### Kurze Aufgabe 1
Kopiere aus dem Text über Rückgabeforderungen an Polen wörtlich den Abschnitt, der bei „Finkelstein hatte diese“ beginnt und bei „und Entschädigungsforderungen nachzugeben.“ endet.
### Kurze Aufgabe 2
Schreibe die Fortsetzung des Textes über Rückgabeforderungen an Polen im Anschluss an seinen letzten Satz.

### Extrahierter Text
Finkelstein hatte diese Warnung kaum formuliert, da gewann die von ihm befürchtete Pression schon schärfere Konturen. Der New Yorker Anwalt Mel Urbach, der mit seinen Kollegen bereits die deutsche Industrie und die Bundesregierung in die Knie zwang, glaubt nun den nahen EU-Beitritt Polens im Sinne seiner Klientel ausmünzen zu können. Bisher hat sich das kommunistische wie das demokratische Polen beharrlich geweigert, jüdischen Rückgabe- und Entschädigungsforderungen nachzugeben.

Die Forderungen wären der wirtschaftliche Bankrott

Zwar wird auf jüdischen Druck hin im Warschauer Parlament seit Mitte der neunziger Jahre darüber diskutiert, unter welchen eng begrenzten Voraussetzungen solche Ansprüche anerkannt werden könnten. Doch ähnelte dies eher einer Alibi-Debatte, die zudem auf Zeit spielt. Ausweislich der immer noch skizzenhaften Entwürfe würden auch allenfalls die wenigen im Lande lebenden Juden von einer gesetzlichen Regelung profitieren, wie etwa die kleine Krakauer Gemeinde, die gegenüber der Stadtverwaltung seit 1996 rund 50 Gebäude und Grundstücke zurückverlangt. Hingegen gingen die heute überwiegend in den USA lebenden polnischen Juden und deren Nachfahren leer aus. Grund genug für ihren Anwalt Urban, dagegen auf internationaler Ebene Front zu machen.

Der erfahrene US-Anwalt weiß natürlich, daß der nahende polnische EU-Beitritt die juristische Position seiner Mandanten nicht verbessert. Soweit wie Urban unter anderem den Artikel 6 des Amsterdamer Vertrages von 1997 ins Feld führen könnte, der jedes EU-Mitglied auf die Respektierung der "Grundfreiheiten" und damit auf die rechtstaatliche Gewährung des Eigentums verpflichtet, müßte Polen nur auf das altbekannte Rückwirkungsverbot verweisen. Also darauf, daß vor 1997 und vor Polens EU-Beitritt begangene Eigentumsverletzungen juristisch irrelevant seien. Das gilt für die nationalsozialistischen – gesetzlichen wie faktischen – Enteignungen von deutschen Juden auf deutschem Staatsgebiet in jenen preußischen Ostprovinzen, die Polen heute für sich beansprucht, wie auch für die nach 1945 durchgesetzten kommunistischen Enteignungen in den annektierten deutschen Provinzen, wie auf dem Territorium Polens in den Grenzen vom 31. August 1939. Für nicht wenige Vertreter der EU-Kommission ergibt sich aus dieser Konstellation, daß Polen aus den Enteignungen kein ernstliches Beitrittshindernis erwachse. Der deutsche EU-Kommissar Günter Verheugen (SPD) meint darum auch, daß die "Vermögen von Holocaust-Opfern vor Gründung der EWG" (1957) enteignet worden seien und die EU sich schon deshalb gar nicht damit zu befassen brauche.

### Datenzeilen
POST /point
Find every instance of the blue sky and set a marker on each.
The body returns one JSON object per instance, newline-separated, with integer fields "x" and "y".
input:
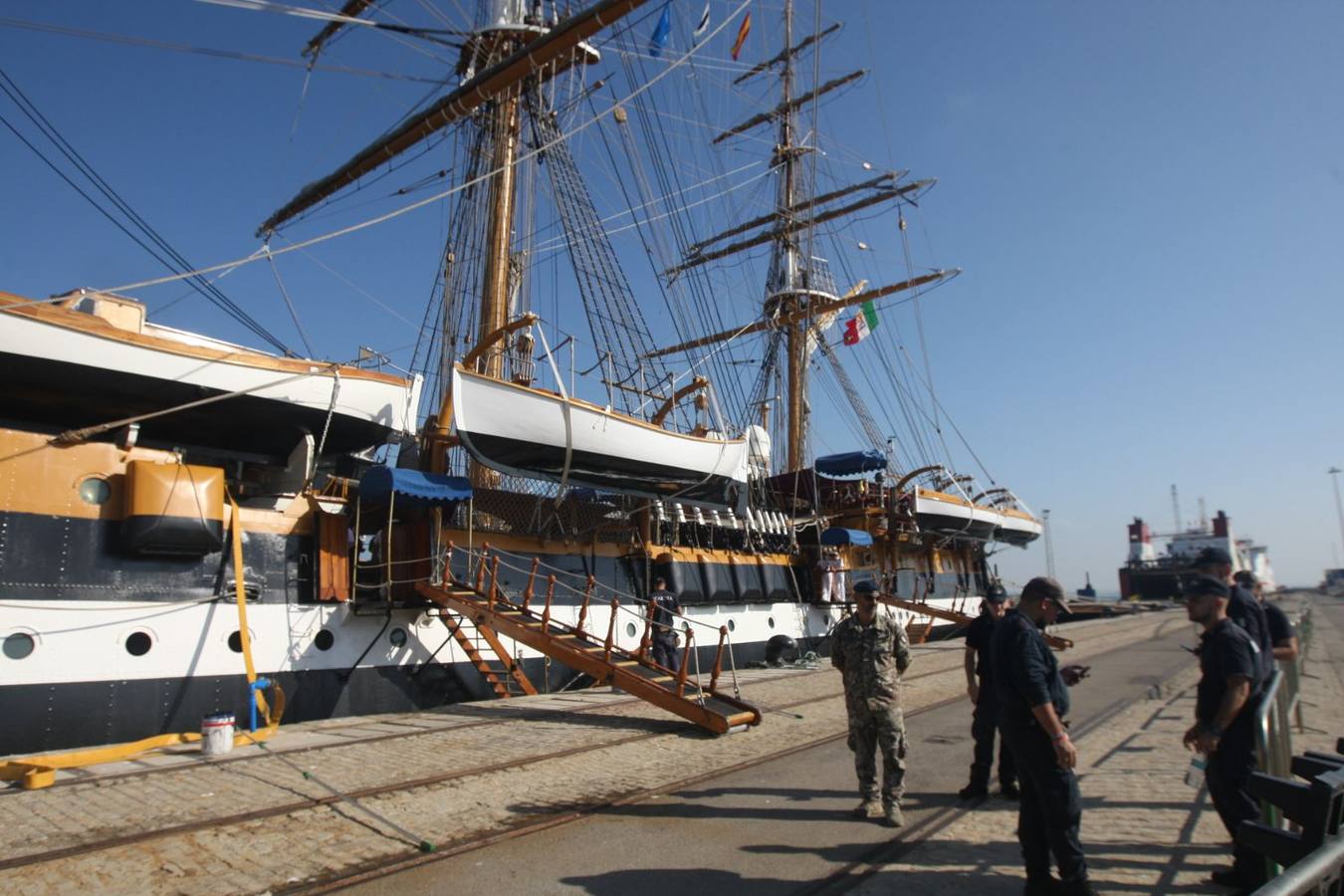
{"x": 1143, "y": 198}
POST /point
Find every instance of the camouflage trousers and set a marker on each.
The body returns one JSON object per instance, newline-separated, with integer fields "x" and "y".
{"x": 871, "y": 729}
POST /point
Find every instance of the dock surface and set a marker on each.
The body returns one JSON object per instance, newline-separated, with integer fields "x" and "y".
{"x": 595, "y": 792}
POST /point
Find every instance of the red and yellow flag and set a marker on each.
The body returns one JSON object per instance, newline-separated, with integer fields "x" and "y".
{"x": 742, "y": 35}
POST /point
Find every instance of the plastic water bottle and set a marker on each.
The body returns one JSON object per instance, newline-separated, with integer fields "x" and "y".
{"x": 1195, "y": 774}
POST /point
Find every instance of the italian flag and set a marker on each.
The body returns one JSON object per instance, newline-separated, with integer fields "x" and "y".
{"x": 856, "y": 328}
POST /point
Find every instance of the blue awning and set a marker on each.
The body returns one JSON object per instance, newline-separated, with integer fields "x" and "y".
{"x": 836, "y": 537}
{"x": 851, "y": 462}
{"x": 419, "y": 488}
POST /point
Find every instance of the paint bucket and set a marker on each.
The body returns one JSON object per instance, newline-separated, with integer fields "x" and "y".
{"x": 217, "y": 734}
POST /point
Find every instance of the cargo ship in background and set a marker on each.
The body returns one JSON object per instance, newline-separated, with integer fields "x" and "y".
{"x": 1152, "y": 575}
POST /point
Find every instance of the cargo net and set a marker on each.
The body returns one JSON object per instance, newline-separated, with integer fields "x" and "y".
{"x": 580, "y": 514}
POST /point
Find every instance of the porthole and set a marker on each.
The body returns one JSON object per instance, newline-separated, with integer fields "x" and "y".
{"x": 138, "y": 644}
{"x": 19, "y": 645}
{"x": 95, "y": 491}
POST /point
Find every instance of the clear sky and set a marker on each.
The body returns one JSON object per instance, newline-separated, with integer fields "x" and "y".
{"x": 1144, "y": 198}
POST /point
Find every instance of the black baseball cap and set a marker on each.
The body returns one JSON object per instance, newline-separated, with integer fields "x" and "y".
{"x": 1203, "y": 585}
{"x": 1213, "y": 558}
{"x": 1043, "y": 587}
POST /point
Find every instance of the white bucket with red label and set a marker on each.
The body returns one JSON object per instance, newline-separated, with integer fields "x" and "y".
{"x": 217, "y": 734}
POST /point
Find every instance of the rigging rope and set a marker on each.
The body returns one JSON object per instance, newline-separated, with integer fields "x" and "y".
{"x": 427, "y": 200}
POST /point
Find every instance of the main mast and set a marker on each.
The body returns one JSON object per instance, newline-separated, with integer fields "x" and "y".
{"x": 786, "y": 264}
{"x": 789, "y": 293}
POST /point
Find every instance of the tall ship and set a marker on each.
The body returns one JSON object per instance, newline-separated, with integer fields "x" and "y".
{"x": 1156, "y": 575}
{"x": 603, "y": 392}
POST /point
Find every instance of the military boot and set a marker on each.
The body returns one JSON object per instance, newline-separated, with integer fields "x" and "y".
{"x": 870, "y": 807}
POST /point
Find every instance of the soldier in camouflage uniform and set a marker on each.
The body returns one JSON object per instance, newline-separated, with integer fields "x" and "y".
{"x": 871, "y": 650}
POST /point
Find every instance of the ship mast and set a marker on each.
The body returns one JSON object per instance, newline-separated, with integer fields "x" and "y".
{"x": 786, "y": 262}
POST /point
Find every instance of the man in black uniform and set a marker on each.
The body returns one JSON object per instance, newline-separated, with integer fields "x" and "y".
{"x": 1242, "y": 608}
{"x": 1032, "y": 704}
{"x": 1224, "y": 727}
{"x": 980, "y": 688}
{"x": 1282, "y": 635}
{"x": 665, "y": 608}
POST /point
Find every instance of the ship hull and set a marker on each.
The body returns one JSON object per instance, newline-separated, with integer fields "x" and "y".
{"x": 1143, "y": 583}
{"x": 81, "y": 687}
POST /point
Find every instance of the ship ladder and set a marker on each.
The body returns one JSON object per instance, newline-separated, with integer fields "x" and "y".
{"x": 486, "y": 604}
{"x": 503, "y": 675}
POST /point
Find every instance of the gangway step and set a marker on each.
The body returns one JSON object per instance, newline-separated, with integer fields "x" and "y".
{"x": 684, "y": 696}
{"x": 504, "y": 675}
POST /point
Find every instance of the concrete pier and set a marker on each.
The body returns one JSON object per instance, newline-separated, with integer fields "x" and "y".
{"x": 593, "y": 792}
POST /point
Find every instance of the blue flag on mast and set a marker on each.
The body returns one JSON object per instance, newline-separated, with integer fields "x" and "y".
{"x": 663, "y": 31}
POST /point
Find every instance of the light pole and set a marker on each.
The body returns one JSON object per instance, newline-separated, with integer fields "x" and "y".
{"x": 1339, "y": 508}
{"x": 1050, "y": 546}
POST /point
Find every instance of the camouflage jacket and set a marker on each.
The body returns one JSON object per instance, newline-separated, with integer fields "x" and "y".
{"x": 871, "y": 658}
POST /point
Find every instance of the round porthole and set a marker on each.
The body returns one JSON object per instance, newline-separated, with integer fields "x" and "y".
{"x": 138, "y": 644}
{"x": 19, "y": 645}
{"x": 95, "y": 491}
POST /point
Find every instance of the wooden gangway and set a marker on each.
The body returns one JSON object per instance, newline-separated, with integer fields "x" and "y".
{"x": 490, "y": 607}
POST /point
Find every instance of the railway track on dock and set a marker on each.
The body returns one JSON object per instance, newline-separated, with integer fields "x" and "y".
{"x": 517, "y": 826}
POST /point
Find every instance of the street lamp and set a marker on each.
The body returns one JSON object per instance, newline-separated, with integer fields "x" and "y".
{"x": 1050, "y": 546}
{"x": 1339, "y": 508}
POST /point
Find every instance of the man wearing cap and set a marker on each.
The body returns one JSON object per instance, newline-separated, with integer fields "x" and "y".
{"x": 1224, "y": 727}
{"x": 1032, "y": 704}
{"x": 1282, "y": 635}
{"x": 832, "y": 576}
{"x": 1242, "y": 608}
{"x": 665, "y": 610}
{"x": 871, "y": 652}
{"x": 980, "y": 688}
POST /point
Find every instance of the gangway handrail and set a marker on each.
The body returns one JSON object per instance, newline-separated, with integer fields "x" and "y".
{"x": 1321, "y": 865}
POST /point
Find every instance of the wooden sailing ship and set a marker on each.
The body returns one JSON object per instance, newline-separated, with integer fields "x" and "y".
{"x": 649, "y": 466}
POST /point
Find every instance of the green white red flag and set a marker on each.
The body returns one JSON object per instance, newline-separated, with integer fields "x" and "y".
{"x": 857, "y": 327}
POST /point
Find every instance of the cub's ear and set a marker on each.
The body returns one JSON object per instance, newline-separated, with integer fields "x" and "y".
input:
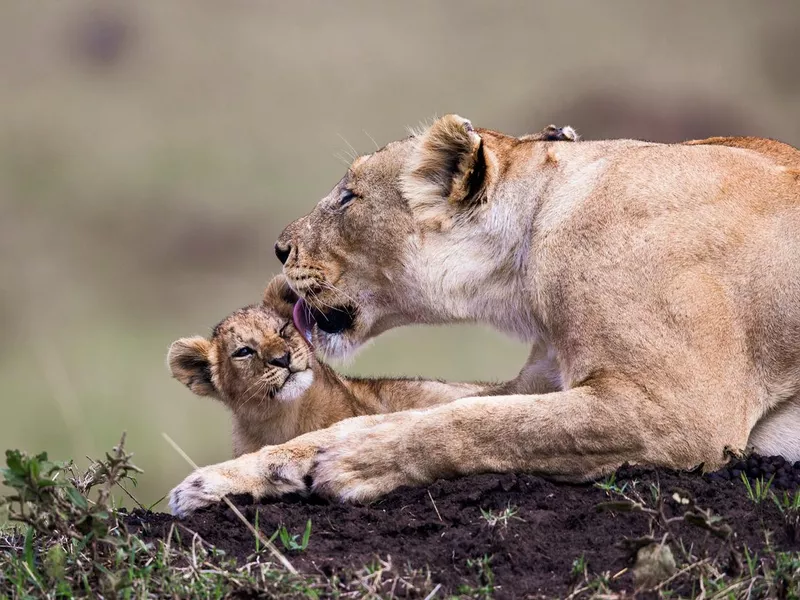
{"x": 447, "y": 163}
{"x": 280, "y": 297}
{"x": 189, "y": 362}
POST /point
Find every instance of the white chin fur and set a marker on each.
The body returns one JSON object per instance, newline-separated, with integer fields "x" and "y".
{"x": 335, "y": 345}
{"x": 295, "y": 386}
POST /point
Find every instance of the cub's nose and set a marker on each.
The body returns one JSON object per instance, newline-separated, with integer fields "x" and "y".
{"x": 282, "y": 251}
{"x": 281, "y": 361}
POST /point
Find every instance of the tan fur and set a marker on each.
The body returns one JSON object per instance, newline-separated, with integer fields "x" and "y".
{"x": 658, "y": 283}
{"x": 272, "y": 404}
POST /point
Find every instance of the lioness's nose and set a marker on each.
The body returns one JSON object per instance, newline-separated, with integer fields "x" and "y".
{"x": 282, "y": 251}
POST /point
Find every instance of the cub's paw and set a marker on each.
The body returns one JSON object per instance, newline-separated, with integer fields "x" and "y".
{"x": 202, "y": 488}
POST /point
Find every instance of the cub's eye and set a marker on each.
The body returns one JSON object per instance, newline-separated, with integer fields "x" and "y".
{"x": 347, "y": 198}
{"x": 243, "y": 352}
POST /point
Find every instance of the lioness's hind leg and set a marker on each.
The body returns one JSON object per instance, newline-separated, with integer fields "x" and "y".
{"x": 778, "y": 432}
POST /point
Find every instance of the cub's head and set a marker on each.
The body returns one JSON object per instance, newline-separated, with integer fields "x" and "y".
{"x": 409, "y": 235}
{"x": 253, "y": 355}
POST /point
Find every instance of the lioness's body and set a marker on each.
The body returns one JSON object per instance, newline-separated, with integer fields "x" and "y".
{"x": 659, "y": 285}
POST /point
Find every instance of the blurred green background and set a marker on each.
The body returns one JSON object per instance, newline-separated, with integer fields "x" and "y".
{"x": 151, "y": 152}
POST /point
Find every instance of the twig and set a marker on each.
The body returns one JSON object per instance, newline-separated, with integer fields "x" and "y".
{"x": 434, "y": 506}
{"x": 277, "y": 553}
{"x": 434, "y": 591}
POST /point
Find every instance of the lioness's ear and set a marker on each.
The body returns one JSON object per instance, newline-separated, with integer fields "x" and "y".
{"x": 280, "y": 297}
{"x": 189, "y": 362}
{"x": 447, "y": 163}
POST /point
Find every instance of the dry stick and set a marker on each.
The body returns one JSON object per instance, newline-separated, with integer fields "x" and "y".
{"x": 434, "y": 592}
{"x": 277, "y": 553}
{"x": 434, "y": 506}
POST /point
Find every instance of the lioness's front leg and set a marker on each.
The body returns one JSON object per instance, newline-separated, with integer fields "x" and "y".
{"x": 574, "y": 435}
{"x": 271, "y": 471}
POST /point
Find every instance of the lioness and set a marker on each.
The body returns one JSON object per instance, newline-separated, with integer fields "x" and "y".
{"x": 257, "y": 363}
{"x": 659, "y": 285}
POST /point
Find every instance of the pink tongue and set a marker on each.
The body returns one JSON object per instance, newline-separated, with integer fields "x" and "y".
{"x": 301, "y": 315}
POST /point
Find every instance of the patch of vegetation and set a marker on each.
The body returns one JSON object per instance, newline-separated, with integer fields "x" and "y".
{"x": 502, "y": 517}
{"x": 67, "y": 540}
{"x": 733, "y": 572}
{"x": 759, "y": 490}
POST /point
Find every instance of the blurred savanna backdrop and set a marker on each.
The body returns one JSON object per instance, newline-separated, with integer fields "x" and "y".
{"x": 151, "y": 152}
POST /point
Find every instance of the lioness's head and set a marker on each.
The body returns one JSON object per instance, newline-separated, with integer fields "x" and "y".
{"x": 253, "y": 355}
{"x": 410, "y": 234}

### Richtige Antwort 1
Finkelstein hatte diese Warnung kaum formuliert, da gewann die von ihm befürchtete Pression schon schärfere Konturen. Der New Yorker Anwalt Mel Urbach, der mit seinen Kollegen bereits die deutsche Industrie und die Bundesregierung in die Knie zwang, glaubt nun den nahen EU-Beitritt Polens im Sinne seiner Klientel ausmünzen zu können. Bisher hat sich das kommunistische wie das demokratische Polen beharrlich geweigert, jüdischen Rückgabe- und Entschädigungsforderungen nachzugeben.

### Richtige Antwort 2
Das sieht Anwalt Urbach natürlich anders, obwohl sich auch in den USA die berüchtigte Waffe der "Sammelklage" soeben als stumpf erwies, da sich das von ihm angerufene Gericht in Chicago für unzuständig erklärt hat. Auf nichtjuristischer Ebene scheint Urbach aber ein erster Erfolg zu winken. Ihm ist es gelungen, einigen Abgeordneten im Europäischen Parlament seine Position zu vermitteln. Vor allem dem britischen Sozialisten Gary Titley, der offenbar bereits von der starken jüdischen Lobby in seinem Wahlkreis Manchester für die Problematik interessiert wurde.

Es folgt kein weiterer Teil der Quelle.